EXCERPTED TEXT:
Create a Stack class which has a method to return the biggest number in O(1)

What to achieve?

One of my friends told me that there’s a common interview question like following:

• Write a Stack class which have push() and pop() method
  • Add get_max() method which returns the biggest element in the stack
  • get_max() must return the result in O(1)

It sounds interesting, doesn’t it?

An example to fulfill the requirement

There’s no description about memory space. How about using 2 stacks inside the Stack class to implement the trick? Let’s call the stacks as Stack A and Stack B. Stack A works as a normal stack, while Stack B is used to track the biggest number. The top of Stack B is always the biggest number and peeping the value of a stack is O(1).

Here’s how it works.

Assume that 3 is the first number to push

As the iamge above shows, 3 is pushed to Stack B when it’s empty.

Assume that 2 is the second number to push

2 is pushed to Stack A since it’s just a normal stack.

However, Stack B behaves differently. When it’s not empty, the value is compared with the value of the stack top. In this case, 2 is compared with 3 and Stack B won’t accept 2 since it’s smaller than 3.

Assume that 4 is the third number to push

4 is pushed to Stack A since it’s just a normal stack.

4 is pushed to Stack B as well because it’s bigger than the stack top of it, which is 3.

Like this way, the top of Stack B is always the biggest value of Stack A.

How to pop()?

pop() is relatively easy. pop() always retrieves the top of Stack A. If and only if the value retrieved from Stack A is the same as the top of Stack B, the top of Stack B is discarded.

Sample Code in Python

Here’s my sample code :)

#!/usr/bin/env python3


class MyStack(object):
    def __init__(self):
        self.stack_a = []
        self.stack_b = []

    def get_max(self):
        """
        It needs to be O(1)

(Data records)
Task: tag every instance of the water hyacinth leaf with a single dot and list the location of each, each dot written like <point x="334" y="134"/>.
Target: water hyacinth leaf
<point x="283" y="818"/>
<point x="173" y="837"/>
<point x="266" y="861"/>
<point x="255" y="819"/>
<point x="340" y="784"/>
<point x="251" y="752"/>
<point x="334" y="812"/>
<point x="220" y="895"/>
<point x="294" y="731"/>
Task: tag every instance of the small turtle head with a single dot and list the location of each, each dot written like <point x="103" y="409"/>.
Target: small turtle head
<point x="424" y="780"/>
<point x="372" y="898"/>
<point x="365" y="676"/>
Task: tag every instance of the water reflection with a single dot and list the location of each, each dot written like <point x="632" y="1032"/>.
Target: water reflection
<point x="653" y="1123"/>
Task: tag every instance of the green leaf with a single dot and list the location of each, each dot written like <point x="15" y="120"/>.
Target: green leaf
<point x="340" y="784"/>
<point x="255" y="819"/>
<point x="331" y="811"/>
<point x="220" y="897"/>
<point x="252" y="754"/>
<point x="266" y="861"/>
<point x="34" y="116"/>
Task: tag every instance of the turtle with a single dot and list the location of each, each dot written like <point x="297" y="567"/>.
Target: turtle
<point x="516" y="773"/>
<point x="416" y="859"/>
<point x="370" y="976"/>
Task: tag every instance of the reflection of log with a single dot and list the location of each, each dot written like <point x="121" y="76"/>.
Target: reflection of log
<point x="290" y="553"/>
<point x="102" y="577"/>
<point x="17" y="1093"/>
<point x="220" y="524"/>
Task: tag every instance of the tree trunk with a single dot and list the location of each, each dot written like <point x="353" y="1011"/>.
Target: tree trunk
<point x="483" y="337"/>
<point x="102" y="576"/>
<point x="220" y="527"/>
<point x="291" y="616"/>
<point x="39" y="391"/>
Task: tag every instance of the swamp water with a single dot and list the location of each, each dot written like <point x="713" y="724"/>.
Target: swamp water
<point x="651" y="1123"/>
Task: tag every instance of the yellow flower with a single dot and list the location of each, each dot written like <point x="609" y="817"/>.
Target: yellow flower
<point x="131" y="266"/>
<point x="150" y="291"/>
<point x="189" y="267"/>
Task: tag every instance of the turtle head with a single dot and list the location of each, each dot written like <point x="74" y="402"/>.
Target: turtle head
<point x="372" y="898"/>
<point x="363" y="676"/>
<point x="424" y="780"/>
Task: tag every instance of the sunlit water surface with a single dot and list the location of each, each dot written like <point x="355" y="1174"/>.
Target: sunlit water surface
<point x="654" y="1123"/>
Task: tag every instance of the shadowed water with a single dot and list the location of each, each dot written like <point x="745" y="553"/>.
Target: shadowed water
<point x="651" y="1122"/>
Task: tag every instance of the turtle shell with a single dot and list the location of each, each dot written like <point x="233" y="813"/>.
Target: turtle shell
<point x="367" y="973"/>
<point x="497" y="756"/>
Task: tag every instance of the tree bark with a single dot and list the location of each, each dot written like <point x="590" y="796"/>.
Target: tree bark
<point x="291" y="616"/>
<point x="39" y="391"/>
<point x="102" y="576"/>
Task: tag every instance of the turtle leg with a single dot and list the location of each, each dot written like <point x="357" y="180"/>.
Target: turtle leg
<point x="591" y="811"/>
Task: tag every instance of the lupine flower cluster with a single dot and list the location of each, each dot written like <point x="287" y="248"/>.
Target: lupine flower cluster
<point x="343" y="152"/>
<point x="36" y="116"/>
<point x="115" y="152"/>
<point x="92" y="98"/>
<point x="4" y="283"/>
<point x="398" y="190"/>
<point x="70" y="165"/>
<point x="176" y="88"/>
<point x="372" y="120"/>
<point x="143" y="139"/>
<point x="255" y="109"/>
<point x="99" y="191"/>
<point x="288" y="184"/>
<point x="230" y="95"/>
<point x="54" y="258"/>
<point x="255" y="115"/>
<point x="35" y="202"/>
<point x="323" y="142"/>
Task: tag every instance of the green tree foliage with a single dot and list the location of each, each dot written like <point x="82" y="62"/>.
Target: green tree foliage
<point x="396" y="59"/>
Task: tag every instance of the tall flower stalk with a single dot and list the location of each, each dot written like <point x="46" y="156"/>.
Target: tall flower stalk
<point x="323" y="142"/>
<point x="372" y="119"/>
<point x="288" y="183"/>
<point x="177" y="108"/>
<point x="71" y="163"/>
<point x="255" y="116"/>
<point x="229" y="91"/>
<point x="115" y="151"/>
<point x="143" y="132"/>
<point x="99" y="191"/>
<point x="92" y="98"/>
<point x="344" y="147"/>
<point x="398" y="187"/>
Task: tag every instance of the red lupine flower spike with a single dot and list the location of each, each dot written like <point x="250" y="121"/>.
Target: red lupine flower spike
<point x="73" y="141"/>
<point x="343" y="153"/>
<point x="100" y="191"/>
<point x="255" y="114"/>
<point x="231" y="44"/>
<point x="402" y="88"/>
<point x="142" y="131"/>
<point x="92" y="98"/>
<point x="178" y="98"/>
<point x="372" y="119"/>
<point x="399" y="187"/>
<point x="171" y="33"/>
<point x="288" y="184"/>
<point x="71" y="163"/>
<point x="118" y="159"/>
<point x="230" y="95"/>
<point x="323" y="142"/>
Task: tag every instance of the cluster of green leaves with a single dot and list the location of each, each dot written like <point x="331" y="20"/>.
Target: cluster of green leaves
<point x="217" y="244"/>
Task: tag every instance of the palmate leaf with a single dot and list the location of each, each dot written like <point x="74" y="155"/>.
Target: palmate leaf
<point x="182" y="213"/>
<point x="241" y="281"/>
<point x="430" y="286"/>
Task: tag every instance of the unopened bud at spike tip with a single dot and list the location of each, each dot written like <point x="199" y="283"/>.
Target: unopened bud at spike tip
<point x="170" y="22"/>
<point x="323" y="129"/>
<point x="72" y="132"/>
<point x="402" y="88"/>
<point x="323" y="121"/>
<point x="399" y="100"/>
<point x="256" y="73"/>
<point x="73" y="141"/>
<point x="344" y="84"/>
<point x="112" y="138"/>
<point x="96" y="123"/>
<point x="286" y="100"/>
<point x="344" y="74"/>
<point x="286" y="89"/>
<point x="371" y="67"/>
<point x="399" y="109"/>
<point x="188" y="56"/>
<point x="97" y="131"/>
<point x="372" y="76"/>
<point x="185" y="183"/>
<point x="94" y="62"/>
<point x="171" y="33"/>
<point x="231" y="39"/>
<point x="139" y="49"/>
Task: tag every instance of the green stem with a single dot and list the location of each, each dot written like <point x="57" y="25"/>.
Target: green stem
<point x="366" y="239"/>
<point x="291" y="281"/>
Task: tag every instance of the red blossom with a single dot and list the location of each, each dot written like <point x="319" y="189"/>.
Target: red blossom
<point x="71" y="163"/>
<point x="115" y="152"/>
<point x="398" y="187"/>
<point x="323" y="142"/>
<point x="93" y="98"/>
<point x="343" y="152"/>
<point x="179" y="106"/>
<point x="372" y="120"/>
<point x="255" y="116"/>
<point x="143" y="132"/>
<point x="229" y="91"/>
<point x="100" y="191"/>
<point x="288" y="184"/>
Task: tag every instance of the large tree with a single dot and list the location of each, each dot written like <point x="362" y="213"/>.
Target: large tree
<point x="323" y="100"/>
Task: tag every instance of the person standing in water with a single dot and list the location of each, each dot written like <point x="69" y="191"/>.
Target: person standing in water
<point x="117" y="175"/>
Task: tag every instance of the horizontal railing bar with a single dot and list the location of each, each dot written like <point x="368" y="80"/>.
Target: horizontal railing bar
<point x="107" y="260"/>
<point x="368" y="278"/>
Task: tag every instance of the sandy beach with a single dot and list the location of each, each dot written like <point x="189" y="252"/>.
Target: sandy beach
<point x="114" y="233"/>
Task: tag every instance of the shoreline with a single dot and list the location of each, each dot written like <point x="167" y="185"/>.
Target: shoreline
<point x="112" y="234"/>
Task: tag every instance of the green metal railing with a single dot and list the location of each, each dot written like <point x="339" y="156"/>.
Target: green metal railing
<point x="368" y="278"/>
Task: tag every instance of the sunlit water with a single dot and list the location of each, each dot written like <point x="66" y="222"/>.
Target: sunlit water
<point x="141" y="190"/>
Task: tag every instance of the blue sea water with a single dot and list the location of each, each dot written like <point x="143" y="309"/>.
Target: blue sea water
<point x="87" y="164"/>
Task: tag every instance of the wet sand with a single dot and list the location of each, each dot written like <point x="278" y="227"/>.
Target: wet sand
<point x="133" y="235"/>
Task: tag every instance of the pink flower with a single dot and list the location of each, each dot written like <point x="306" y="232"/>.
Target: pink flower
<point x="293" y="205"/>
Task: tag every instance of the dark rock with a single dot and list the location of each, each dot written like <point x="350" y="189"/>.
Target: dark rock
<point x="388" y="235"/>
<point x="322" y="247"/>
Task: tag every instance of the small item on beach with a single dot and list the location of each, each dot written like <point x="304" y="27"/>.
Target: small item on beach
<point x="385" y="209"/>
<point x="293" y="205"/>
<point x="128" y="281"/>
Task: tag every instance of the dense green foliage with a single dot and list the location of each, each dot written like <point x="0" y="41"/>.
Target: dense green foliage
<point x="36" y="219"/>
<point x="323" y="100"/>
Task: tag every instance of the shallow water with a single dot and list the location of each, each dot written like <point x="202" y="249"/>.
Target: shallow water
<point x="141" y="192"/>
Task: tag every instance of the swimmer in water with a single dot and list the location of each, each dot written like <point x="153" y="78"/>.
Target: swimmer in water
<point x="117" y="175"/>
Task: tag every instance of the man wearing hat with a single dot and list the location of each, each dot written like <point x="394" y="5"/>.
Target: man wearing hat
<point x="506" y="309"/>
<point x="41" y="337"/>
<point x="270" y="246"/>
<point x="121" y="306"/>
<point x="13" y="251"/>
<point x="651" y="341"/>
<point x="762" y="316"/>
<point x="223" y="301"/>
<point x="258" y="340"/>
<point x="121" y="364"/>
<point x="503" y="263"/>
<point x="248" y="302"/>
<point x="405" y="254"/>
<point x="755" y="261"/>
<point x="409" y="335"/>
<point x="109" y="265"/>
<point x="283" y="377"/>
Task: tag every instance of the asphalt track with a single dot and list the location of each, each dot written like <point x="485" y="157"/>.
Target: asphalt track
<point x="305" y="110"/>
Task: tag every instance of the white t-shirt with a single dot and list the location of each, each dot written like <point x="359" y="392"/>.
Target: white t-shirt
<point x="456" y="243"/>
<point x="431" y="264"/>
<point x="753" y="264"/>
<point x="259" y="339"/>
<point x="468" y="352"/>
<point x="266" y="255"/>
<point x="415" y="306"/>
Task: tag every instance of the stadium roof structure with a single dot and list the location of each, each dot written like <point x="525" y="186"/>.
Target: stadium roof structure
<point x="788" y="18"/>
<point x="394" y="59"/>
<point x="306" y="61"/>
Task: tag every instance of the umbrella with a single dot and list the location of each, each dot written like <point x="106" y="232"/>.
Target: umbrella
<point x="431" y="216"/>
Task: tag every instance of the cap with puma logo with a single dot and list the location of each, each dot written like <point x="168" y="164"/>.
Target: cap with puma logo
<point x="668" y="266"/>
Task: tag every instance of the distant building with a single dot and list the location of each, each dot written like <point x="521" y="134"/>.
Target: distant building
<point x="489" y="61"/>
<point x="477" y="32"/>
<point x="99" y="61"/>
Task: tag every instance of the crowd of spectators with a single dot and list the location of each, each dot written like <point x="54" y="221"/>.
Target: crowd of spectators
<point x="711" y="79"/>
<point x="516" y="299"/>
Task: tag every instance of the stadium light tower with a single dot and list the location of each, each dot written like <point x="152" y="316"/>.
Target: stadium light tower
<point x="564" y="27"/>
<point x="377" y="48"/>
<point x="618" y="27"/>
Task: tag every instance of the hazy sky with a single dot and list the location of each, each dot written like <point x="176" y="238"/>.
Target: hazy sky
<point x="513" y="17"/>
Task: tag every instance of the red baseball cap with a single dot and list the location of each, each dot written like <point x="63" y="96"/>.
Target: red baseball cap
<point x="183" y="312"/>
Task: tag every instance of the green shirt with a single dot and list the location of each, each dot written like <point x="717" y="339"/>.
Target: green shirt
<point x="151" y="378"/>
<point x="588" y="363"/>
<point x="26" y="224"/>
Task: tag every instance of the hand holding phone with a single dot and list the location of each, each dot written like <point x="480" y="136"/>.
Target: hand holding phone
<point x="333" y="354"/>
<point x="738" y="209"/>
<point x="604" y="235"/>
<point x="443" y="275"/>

GOALS:
1. Answer these questions using the stack tutorial:
(a) What class name does the sample code define?
(b) Why does Stack B refuse the value 2 when it is pushed second?
(c) Under what condition is the top of Stack B discarded during pop()?
2. Report how many lines of the entries contain the string "surface". Give only the number.
The text and the entries are separate, unrelated material.

ANSWERS:
1.
(a) MyStack
(b) Because 2 is smaller than 3, the value at the top of Stack B.
(c) If and only if the value retrieved from Stack A is the same as the top of Stack B.

2. 2